**Assignment**
Each line below from the one containing "Practice. Identify the chocolate chip cookie" through the one containing "Practice. Identify the cookie" is to be given again exactly, and no line outside that span.

**Data for this task**

/---

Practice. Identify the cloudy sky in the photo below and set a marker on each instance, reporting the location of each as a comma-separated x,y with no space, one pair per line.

\---
/---

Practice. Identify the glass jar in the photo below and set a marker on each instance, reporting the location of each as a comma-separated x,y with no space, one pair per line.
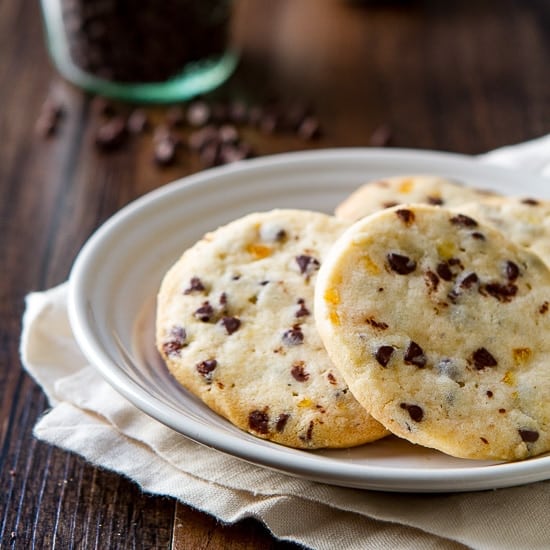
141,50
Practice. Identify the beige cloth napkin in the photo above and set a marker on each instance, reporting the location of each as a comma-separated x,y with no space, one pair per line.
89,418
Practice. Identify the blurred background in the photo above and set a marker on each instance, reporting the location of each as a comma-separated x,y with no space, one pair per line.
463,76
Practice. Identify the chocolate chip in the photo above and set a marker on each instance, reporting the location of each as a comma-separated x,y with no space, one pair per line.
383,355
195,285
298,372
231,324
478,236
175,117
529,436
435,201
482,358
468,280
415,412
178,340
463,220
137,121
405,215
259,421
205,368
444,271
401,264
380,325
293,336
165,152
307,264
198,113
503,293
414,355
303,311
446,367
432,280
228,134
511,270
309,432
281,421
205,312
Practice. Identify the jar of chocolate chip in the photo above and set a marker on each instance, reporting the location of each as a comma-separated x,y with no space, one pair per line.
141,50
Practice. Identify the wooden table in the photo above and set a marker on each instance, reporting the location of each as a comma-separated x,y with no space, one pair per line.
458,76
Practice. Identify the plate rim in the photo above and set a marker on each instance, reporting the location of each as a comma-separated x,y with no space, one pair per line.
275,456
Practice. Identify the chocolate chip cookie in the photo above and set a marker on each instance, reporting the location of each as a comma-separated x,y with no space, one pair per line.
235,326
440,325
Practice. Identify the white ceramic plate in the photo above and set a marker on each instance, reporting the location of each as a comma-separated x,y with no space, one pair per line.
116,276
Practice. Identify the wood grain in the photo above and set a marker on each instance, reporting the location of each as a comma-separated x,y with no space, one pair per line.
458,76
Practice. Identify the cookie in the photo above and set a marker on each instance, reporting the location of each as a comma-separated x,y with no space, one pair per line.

\---

**Your solution**
Practice. Identify the chocolate chip cookie in the photo above and set a marker on each instance, reporting the location of each as a comma-separated x,y with no space, one pair per line.
235,326
440,325
Practice. Identify the white ceramic plate in the photo above and set a marker on each instance, reporting the location of each as a comma-separated x,y with no space, one pair per line.
116,276
Practice. Identify the wood grain in the photo above and set a marker on each instance, reporting the location of each as a comma-separated x,y with no space, one pair per line.
458,76
Practice. Identify the cookie in the photo above and set a marker on each instance, reporting the location of each as a comma-separated x,y with no space, one pair per line.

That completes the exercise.